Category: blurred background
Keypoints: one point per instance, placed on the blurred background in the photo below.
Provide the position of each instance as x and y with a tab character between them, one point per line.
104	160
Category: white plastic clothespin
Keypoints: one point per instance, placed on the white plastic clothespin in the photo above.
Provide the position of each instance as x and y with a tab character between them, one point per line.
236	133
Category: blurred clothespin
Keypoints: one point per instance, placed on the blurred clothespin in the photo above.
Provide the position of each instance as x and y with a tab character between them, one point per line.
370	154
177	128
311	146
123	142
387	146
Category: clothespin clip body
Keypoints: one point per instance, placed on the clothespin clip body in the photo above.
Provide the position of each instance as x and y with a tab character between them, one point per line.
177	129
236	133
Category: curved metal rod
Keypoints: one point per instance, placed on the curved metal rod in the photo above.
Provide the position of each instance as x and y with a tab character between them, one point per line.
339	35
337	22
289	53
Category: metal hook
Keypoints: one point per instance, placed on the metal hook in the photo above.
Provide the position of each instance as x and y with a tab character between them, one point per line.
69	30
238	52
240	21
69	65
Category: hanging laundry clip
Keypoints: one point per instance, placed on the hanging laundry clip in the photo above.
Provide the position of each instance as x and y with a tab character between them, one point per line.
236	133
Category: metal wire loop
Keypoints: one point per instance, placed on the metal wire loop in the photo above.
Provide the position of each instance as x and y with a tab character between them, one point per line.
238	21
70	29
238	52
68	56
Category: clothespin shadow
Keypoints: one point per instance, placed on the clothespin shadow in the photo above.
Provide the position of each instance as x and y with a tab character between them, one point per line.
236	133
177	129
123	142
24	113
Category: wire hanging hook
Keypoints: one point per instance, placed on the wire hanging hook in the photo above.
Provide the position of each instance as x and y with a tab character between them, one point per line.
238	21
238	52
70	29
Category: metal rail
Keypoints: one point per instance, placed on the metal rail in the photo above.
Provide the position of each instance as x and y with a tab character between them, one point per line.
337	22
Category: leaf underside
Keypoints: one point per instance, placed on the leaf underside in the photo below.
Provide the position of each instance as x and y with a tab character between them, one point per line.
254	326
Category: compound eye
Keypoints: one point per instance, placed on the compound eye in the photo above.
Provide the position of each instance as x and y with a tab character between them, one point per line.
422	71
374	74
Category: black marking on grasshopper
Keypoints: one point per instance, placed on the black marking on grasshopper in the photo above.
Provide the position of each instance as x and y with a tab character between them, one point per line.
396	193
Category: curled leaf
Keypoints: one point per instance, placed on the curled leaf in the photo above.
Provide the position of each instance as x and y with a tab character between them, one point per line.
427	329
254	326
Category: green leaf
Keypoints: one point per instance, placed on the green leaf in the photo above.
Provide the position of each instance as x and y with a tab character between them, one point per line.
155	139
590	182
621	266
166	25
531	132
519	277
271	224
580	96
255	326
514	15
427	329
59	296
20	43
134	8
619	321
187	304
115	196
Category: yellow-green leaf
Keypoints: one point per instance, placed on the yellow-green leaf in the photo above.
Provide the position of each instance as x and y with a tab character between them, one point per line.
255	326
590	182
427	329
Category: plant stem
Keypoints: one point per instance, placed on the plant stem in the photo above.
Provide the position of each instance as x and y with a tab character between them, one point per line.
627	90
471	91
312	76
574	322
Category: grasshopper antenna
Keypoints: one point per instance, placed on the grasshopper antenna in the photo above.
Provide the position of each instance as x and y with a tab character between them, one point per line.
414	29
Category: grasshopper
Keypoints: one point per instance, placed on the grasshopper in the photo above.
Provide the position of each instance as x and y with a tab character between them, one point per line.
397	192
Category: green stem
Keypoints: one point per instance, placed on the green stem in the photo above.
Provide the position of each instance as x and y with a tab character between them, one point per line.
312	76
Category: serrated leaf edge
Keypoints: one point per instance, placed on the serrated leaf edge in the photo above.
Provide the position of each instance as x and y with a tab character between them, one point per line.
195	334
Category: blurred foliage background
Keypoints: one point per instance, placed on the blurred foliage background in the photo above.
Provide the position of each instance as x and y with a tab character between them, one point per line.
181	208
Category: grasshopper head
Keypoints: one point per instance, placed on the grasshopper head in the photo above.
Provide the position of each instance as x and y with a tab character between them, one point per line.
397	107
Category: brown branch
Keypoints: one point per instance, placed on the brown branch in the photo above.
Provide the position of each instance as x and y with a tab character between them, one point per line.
━━━━━━━━━━━━━━━━
- _WHAT YOU WILL DO_: Hand back the material above in full, exactly as written.

- _TASK SOLUTION_:
Category: blurred background
Keypoints: one point per instance, placed on the blurred background in the photo below.
Provide the position of each instance as x and y with a tab character between them, one point per line.
104	160
Category: white plastic clothespin
Keypoints: one point per instance, placed on the white plastic clothespin in the photo above.
Provide the position of each instance as x and y with a tab character between them, one point per line.
236	133
Category: blurred clothespin
Keypoints: one point per instance, placed on the blurred clothespin in the photo above.
Provide the position of each instance as x and y with a tab character between them, one point per line.
370	154
177	128
311	146
123	142
387	146
Category: clothespin clip body
Keypoints: one point per instance, placed on the clothespin clip body in the photo above.
Provide the position of each instance as x and y with a tab character between them, one point per line.
177	129
236	133
Category: curved metal rod
Keypoints: one point per instance, placed on the curved metal rod in the photo above.
Provide the position of each instance as x and y with a tab character between them, one point per line.
339	35
337	22
289	53
Category: metal hook
Keypoints: one point per instance, placed on the metal hook in the photo above.
Provide the position of each instance as x and y with a tab character between them, one point per line.
69	30
238	52
240	21
69	65
Category: hanging laundry clip
Keypoints: one point per instance, placed on the hanging laundry clip in the photo above.
Provide the position of each instance as x and y with a tab character between them, one point per line.
236	133
Category: metal wire loop
Keypoints: one point per instance, placed on the metal wire loop in the photo above.
Provide the position of each instance as x and y with a tab character between them, one point per line.
238	21
70	29
238	52
68	56
Category: clothespin shadow
Keypoints: one point per instance, placed on the clothespin shadow in the photo above.
Provide the position of each instance as x and y with a tab character between them, one point per line.
236	133
177	129
123	142
24	113
Category: wire hanging hook
Keypoints: one point per instance, placed on the wire hanging hook in the photo above.
Provide the position of each instance as x and y with a tab character between them, one point per line.
238	21
238	52
70	29
Category: metal rail
Keypoints: one point per instance, placed on the metal rail in the photo above.
Provide the position of each instance as x and y with a tab character between them, one point per line.
337	22
Category: leaf underside
Keypoints: one point per instance, placed on the leaf underside in the photo below.
Provide the position of each instance as x and y with a tab character between them, one point per line.
254	326
Category: compound eye
Keypoints: one point per instance, placed on the compound eye in the photo above.
Provide the position of each instance as x and y with a tab character between them, one point per line.
422	71
374	74
Category: black marking on grasshopper
Keypoints: one point per instance, placed on the black marking on grasshopper in the photo above.
Provide the position of each instance as x and y with a tab character between them, one point per line.
396	193
Category: curled leaf
Keypoints: one point per instance, placed on the curled leaf in the photo above.
Provide the position of each instance as x and y with a tab character between them, one point per line.
427	329
254	326
Category: green leaf
Keypoints: one point per instance, placed on the green leaf in the photo above.
Provide the position of each instance as x and y with a tab character between them, one point per line.
155	139
590	182
621	266
166	25
531	132
519	277
271	224
580	96
255	326
514	15
427	329
59	296
20	43
134	8
619	321
187	304
115	196
Category: yellow-green leaf
Keypoints: one point per instance, placed on the yellow-green leaf in the photo above.
Provide the position of each instance as x and y with a tab character between them, one point per line.
255	326
590	182
427	329
Category: plant stem
Keypoints: one point per instance, placed on the plant stem in the photo above.
Provide the position of each instance as x and y with a tab character between them, one point per line.
627	90
471	91
312	76
574	322
Category: grasshopper antenna
Keypoints: one point per instance, placed on the grasshopper antenna in the photo above.
Provide the position of each instance as x and y with a tab character between them, one point per line.
414	29
Category: grasshopper
Keypoints: one point per instance, placed on the grasshopper in the photo above.
Provide the position of each instance as x and y with a tab character between them, one point per line.
397	192
Category: green stem
Keypoints: one point per instance, placed on the green stem in the photo above.
Provide the position of each instance as x and y with a tab character between them, one point per line.
312	76
Category: serrated leaf edge
Keypoints: one point per instance, placed on the serrated leaf edge in the photo above.
Provide the position of each instance as x and y with a tab character between them, one point per line.
195	334
Category: blurred foliage background
Keypoints: one point per instance, placed on the blurred foliage background in the photo above.
Provide the position of each instance as x and y with a tab character between them, one point per line.
181	208
Category: grasshopper head
Keypoints: one point per instance, placed on the grasshopper head in the photo above.
Provide the position of each instance as x and y with a tab character between them, one point per line.
397	107
Category: brown branch
Keypoints: one point per instance, placed on the brown branch in the photo above.
Provide the position of each instance as x and y with a tab character between them, one point per line.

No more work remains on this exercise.